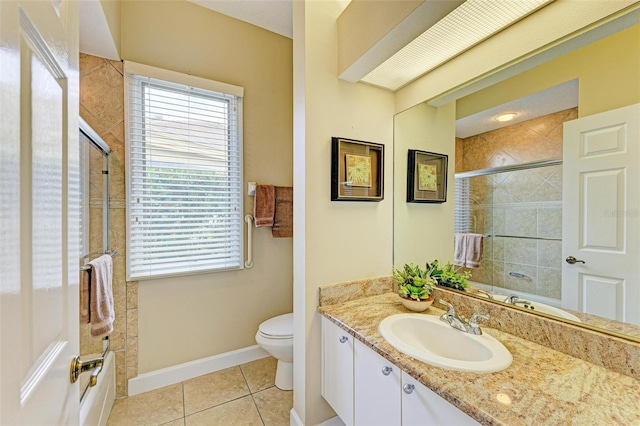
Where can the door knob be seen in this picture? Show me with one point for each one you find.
(408, 388)
(572, 260)
(78, 367)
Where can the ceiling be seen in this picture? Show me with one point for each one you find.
(553, 99)
(273, 15)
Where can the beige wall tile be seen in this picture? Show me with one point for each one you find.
(132, 295)
(89, 63)
(102, 92)
(132, 357)
(121, 377)
(132, 323)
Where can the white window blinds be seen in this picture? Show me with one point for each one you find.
(184, 146)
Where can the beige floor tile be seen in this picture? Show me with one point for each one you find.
(274, 406)
(213, 389)
(240, 412)
(178, 422)
(260, 374)
(150, 408)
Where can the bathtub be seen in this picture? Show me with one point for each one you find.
(96, 403)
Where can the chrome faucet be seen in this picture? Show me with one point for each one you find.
(486, 293)
(459, 322)
(512, 299)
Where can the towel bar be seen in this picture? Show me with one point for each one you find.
(249, 262)
(110, 253)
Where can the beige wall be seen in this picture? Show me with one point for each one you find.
(607, 70)
(343, 240)
(423, 231)
(187, 318)
(102, 107)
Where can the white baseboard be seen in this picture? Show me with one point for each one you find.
(294, 420)
(333, 421)
(188, 370)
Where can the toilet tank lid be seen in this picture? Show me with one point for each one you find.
(282, 325)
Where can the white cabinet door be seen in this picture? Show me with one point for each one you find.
(422, 406)
(337, 370)
(377, 388)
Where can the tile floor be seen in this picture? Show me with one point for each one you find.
(243, 395)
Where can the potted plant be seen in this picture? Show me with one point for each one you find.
(414, 287)
(447, 277)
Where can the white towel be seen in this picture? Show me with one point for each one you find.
(101, 310)
(467, 250)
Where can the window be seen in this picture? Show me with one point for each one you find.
(184, 180)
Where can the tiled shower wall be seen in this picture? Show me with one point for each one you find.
(102, 107)
(525, 203)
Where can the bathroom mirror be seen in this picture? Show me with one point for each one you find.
(518, 208)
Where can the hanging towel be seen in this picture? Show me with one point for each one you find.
(467, 250)
(101, 310)
(264, 205)
(459, 249)
(473, 251)
(283, 217)
(85, 285)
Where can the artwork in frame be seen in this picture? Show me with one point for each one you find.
(357, 170)
(426, 177)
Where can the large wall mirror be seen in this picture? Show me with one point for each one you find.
(508, 185)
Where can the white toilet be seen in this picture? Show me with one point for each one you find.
(275, 336)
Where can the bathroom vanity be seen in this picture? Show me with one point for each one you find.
(364, 379)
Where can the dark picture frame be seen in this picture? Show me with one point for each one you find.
(357, 170)
(426, 177)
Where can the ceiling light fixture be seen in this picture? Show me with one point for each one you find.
(506, 117)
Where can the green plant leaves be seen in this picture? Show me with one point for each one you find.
(417, 283)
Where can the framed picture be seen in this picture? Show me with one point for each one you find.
(357, 172)
(426, 177)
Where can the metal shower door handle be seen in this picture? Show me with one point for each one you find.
(572, 260)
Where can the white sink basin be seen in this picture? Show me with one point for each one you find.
(428, 339)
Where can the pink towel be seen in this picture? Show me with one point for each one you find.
(467, 250)
(100, 308)
(264, 205)
(283, 216)
(85, 280)
(473, 254)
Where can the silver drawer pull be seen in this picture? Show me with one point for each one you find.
(408, 388)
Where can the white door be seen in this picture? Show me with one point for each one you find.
(38, 211)
(601, 215)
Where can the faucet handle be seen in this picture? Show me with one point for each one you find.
(452, 310)
(473, 322)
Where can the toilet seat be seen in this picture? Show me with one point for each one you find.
(280, 327)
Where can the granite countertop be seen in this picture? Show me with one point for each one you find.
(542, 386)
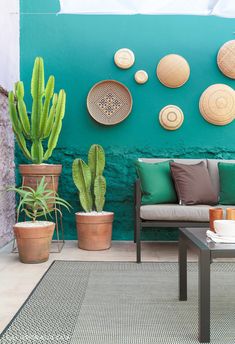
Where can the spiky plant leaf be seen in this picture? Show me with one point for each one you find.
(99, 192)
(35, 202)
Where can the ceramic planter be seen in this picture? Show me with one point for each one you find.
(34, 240)
(94, 230)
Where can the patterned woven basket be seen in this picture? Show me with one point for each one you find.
(171, 117)
(217, 104)
(226, 59)
(109, 102)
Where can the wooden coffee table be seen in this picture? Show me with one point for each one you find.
(196, 238)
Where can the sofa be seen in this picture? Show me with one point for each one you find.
(174, 215)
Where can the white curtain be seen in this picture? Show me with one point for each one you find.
(9, 43)
(223, 8)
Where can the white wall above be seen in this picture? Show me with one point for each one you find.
(222, 8)
(9, 43)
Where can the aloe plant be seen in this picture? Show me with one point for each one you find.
(35, 203)
(45, 122)
(89, 179)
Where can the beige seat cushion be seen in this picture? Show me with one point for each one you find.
(176, 212)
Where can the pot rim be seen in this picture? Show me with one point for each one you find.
(39, 224)
(94, 213)
(42, 164)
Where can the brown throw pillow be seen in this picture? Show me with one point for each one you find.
(193, 184)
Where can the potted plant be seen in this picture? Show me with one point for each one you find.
(39, 129)
(94, 226)
(34, 237)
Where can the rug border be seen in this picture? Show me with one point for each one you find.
(82, 261)
(26, 300)
(45, 273)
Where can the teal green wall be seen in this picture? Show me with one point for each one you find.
(79, 51)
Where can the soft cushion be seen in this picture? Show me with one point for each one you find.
(156, 183)
(212, 165)
(227, 183)
(176, 212)
(193, 184)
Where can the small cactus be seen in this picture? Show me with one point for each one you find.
(46, 118)
(89, 179)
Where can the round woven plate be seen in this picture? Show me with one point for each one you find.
(226, 59)
(109, 102)
(141, 77)
(171, 117)
(217, 104)
(124, 58)
(173, 71)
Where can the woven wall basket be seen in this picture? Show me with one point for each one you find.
(171, 117)
(141, 77)
(217, 104)
(109, 102)
(173, 71)
(226, 59)
(124, 58)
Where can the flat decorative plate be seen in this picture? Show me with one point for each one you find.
(141, 77)
(171, 117)
(109, 102)
(226, 59)
(173, 71)
(124, 58)
(217, 104)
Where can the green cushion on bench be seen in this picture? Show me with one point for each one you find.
(156, 182)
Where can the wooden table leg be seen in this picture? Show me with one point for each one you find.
(182, 268)
(204, 296)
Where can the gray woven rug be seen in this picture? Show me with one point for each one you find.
(122, 303)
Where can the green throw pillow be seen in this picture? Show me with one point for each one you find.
(227, 183)
(156, 182)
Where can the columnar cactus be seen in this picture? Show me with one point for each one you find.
(45, 121)
(89, 179)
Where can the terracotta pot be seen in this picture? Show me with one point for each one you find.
(34, 242)
(94, 231)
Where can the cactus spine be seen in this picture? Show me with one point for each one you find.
(46, 118)
(89, 179)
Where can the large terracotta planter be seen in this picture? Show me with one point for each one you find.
(94, 230)
(34, 241)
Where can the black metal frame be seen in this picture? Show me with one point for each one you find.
(141, 224)
(206, 256)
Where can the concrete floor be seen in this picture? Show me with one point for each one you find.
(17, 280)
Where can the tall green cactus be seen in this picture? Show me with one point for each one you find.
(82, 180)
(89, 179)
(45, 122)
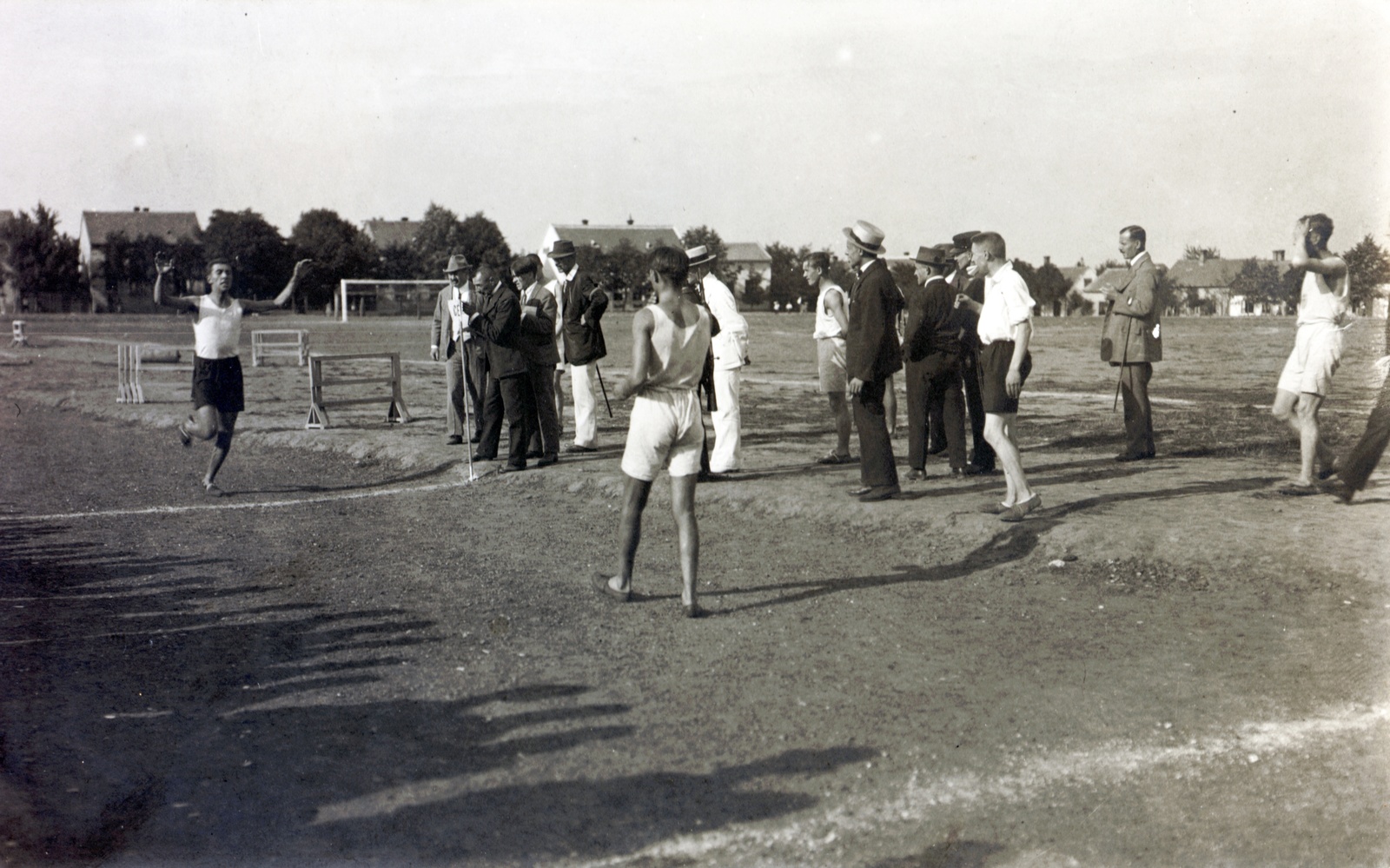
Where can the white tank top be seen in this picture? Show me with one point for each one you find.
(1320, 305)
(826, 323)
(678, 361)
(217, 330)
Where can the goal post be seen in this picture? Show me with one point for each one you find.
(366, 296)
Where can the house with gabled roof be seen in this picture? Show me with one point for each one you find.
(99, 227)
(391, 233)
(1207, 284)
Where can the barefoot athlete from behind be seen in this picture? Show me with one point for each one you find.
(671, 338)
(217, 370)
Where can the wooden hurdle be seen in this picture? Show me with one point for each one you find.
(280, 342)
(129, 365)
(319, 407)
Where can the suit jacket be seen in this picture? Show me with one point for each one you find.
(537, 340)
(872, 351)
(441, 330)
(973, 288)
(584, 300)
(500, 321)
(1132, 324)
(933, 323)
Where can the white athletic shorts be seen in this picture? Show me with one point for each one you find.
(665, 432)
(1314, 361)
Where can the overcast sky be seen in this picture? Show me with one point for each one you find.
(1056, 124)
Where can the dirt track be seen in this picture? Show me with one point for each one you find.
(363, 657)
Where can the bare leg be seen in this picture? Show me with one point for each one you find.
(841, 411)
(998, 432)
(683, 504)
(630, 530)
(227, 425)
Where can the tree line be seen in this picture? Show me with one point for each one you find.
(38, 259)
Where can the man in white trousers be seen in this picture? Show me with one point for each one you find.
(730, 347)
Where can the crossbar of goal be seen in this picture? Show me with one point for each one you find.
(363, 295)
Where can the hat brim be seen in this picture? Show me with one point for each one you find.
(855, 241)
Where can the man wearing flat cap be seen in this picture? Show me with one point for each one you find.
(581, 302)
(449, 333)
(933, 362)
(872, 355)
(730, 351)
(963, 282)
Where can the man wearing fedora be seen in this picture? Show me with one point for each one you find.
(449, 333)
(872, 355)
(730, 349)
(965, 282)
(1132, 341)
(497, 314)
(933, 362)
(537, 344)
(581, 303)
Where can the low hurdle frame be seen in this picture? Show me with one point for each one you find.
(129, 369)
(280, 342)
(319, 407)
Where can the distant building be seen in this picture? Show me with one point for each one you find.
(744, 259)
(606, 238)
(391, 233)
(96, 231)
(1207, 285)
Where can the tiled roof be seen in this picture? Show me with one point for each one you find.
(1192, 273)
(170, 226)
(391, 233)
(609, 236)
(745, 252)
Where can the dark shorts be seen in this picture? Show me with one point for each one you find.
(219, 383)
(994, 368)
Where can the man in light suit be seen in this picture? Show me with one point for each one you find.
(449, 331)
(581, 303)
(1130, 340)
(872, 355)
(730, 348)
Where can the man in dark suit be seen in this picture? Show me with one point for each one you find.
(972, 285)
(872, 355)
(537, 344)
(1130, 340)
(498, 316)
(581, 307)
(933, 362)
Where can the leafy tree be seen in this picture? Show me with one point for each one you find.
(340, 250)
(1051, 288)
(41, 261)
(1368, 266)
(442, 234)
(261, 261)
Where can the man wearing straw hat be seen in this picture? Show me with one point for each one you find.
(730, 348)
(449, 331)
(581, 303)
(872, 355)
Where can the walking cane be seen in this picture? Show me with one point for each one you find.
(604, 388)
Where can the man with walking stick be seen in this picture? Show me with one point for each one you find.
(1130, 340)
(583, 303)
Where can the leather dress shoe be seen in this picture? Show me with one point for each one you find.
(880, 493)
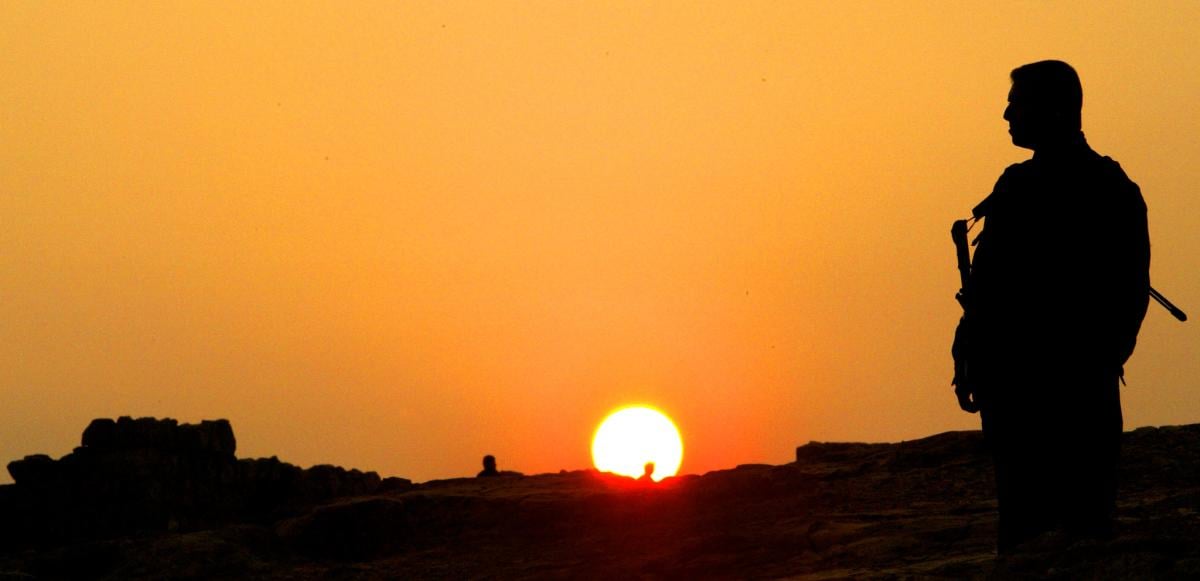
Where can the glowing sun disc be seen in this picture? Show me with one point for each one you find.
(630, 437)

● Aim of the exercise: Reproduce the material above exactly, but only from the line with "Where can the low" through its last line, leaving pictures out.

● Exercise result:
Where can the low hurdle frame be seen in this picture? Show me with one point for each one you find.
(129, 369)
(280, 342)
(319, 407)
Where can the distant building be seen in this picture? Show me with one point for each one you find.
(744, 259)
(606, 238)
(391, 233)
(96, 231)
(1207, 285)
Where can the tiled roof be seen in this picture? Show me with one point for each one you find.
(1192, 273)
(170, 226)
(391, 233)
(609, 236)
(745, 252)
Where can the dark shorts be seen in this picture? Show me with one point for each one you find.
(219, 383)
(994, 368)
Where can the man in light suit be seen in this picture? Show me with one point for each one you find.
(449, 331)
(581, 303)
(1130, 340)
(872, 355)
(730, 348)
Where can the man in dark suit be seen in this picture? Show me with one point for each one you find.
(972, 285)
(872, 355)
(537, 344)
(1130, 340)
(498, 316)
(581, 307)
(933, 362)
Where can the leafy tree be seen in this picture? Show me with one point for each one you find.
(340, 250)
(1051, 288)
(41, 261)
(1368, 266)
(442, 234)
(261, 261)
Where can the man wearing straw hat be seen in this picture? Show me with one point for each one you find.
(730, 348)
(449, 331)
(581, 303)
(872, 355)
Where can the walking cane be seen in this picture? Show me with one point for each one you find.
(604, 388)
Where can the man with walking stick be seen in this picture? Show me with one point for each one you find.
(1130, 340)
(583, 303)
Where can the leather dress shoe be seen in this picture? Show me with one point for each one you find.
(880, 493)
Where can the glowing sun disc be seen in this picture? Show me with one point for each one you find.
(630, 437)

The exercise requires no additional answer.